● Your tasks:
a) Return the passage of the Cassandra issue comment starting at "No I don't think" and ending at "does that work?", copied word for word.
b) Answer these questions from the Cassandra issue comment:
(i) Which function does get_num_cores() rely on?
(ii) The cores of which machine matter, according to the comment?
(iii) On what did Datastax test the COPY code?
c) Extend the Cassandra issue comment about cqlsh COPY and core counts past its final sentence.

● Page excerpt:
[
https://issues.apache.org/jira/browse/CASSANDRA-11574?page=com.atlassian.jira.plugin.system.issuetabpanels:comment-tabpanel&focusedCommentId=15251361#comment-15251361
]
Stefania commented on CASSANDRA-11574:
--------------------------------------
bq. spark already took the available 1 core in that machine which Cassandra is
getting zero for that value. This is the main problem I guess. please let me
know if this is issue.
No I don't think so. {{get_num_processes()}} will never return zero and it uses
{{get_num_cores()}}, which relies on {{mp.cpu_count()}}, doc
[here|https://docs.python.org/2/library/multiprocessing.html]. This returns the
number of cores available on the system, I don't think it would know that Spark
has taken one. Besides, even if the system only has one core, it should still
work with 1 process. We have an environment variable that we set to simulate
1-core machines in our tests and Datastax tested COPY code on single core VMs
as well. Also, it is the cores of the machine that runs cqlsh that matter, not
the machine that runs the Cassandra server (just in case if this wasn't clear
before).
Are you still getting the exact same error with the two lines above? What about
if you don't call {{get_num_processes}} at all and fix {{num_processes}} to 1,
does that work?

● Data shown:
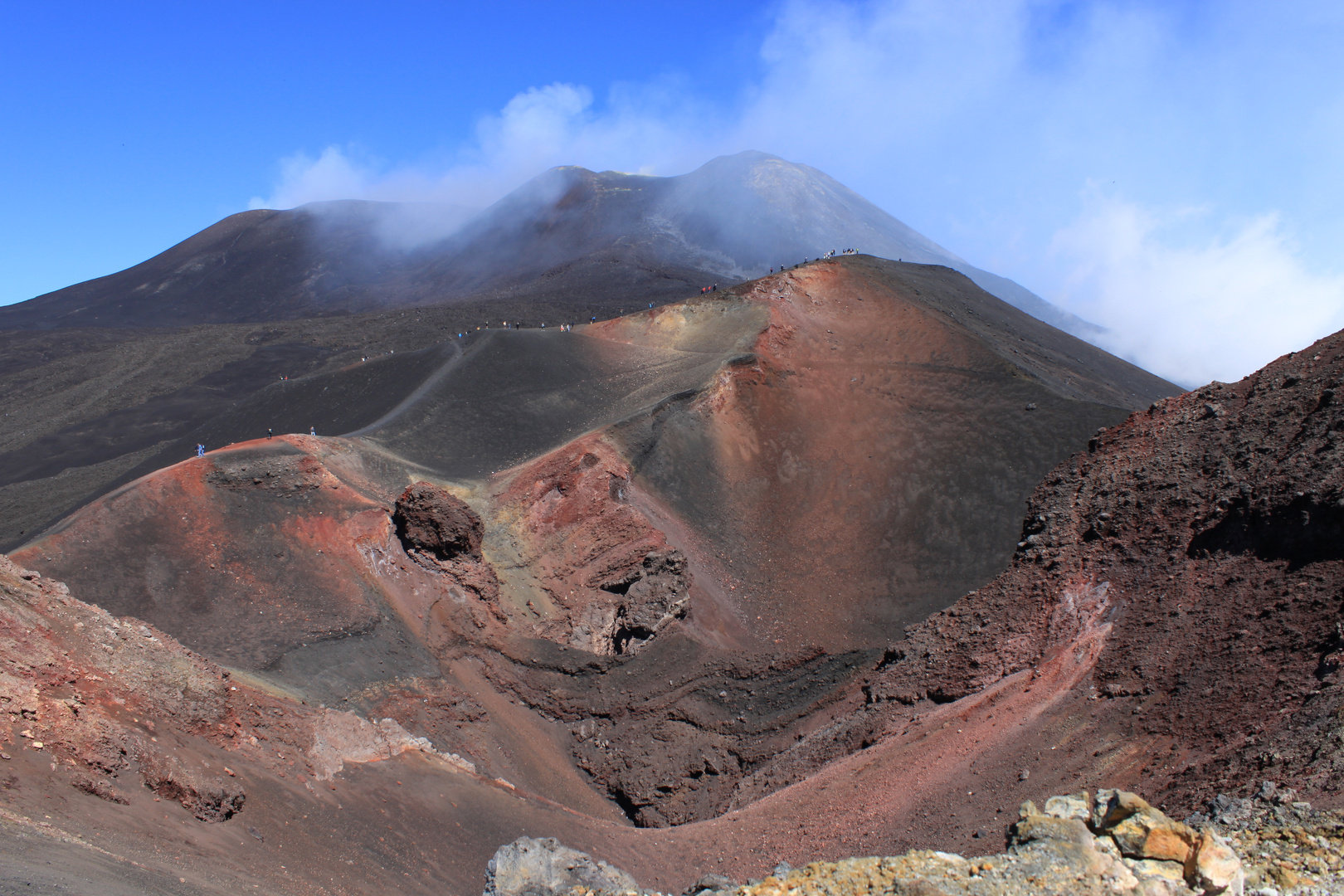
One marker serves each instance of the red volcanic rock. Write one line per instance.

● Answers to each task:
a)
No I don't think so. {{get_num_processes()}} will never return zero and it uses
{{get_num_cores()}}, which relies on {{mp.cpu_count()}}, doc
[here|https://docs.python.org/2/library/multiprocessing.html]. This returns the
number of cores available on the system, I don't think it would know that Spark
has taken one. Besides, even if the system only has one core, it should still
work with 1 process. We have an environment variable that we set to simulate
1-core machines in our tests and Datastax tested COPY code on single core VMs
as well. Also, it is the cores of the machine that runs cqlsh that matter, not
the machine that runs the Cassandra server (just in case if this wasn't clear
before).
Are you still getting the exact same error with the two lines above? What about
if you don't call {{get_num_processes}} at all and fix {{num_processes}} to 1,
does that work?

b)
(i) mp.cpu_count()
(ii) The machine that runs cqlsh
(iii) Single core VMs

c)
Full code here:
{code}
@staticmethod
def get_num_processes(cap):
"""
Pick a reasonable number of child processes. We need to leave at
least one core for the parent or feeder process.
"""
return max(1, min(cap, CopyTask.get_num_cores() - 1))
@staticmethod
def get_num_cores():
"""
Return the number of cores if available. If the test environment
variable
is set, then return the number carried by this variable. This is to
test single-core
machine more easily.
"""
try:
num_cores_for_testing = os.environ.get('CQLSH_COPY_TEST_NUM_CORES',
'')
ret = int(num_cores_for_testing) if num_cores_for_testing else
mp.cpu_count()
printdebugmsg("Detected %d core(s)" % (ret,))
return ret
except NotImplementedError:
printdebugmsg("Failed to detect number of cores, returning 1")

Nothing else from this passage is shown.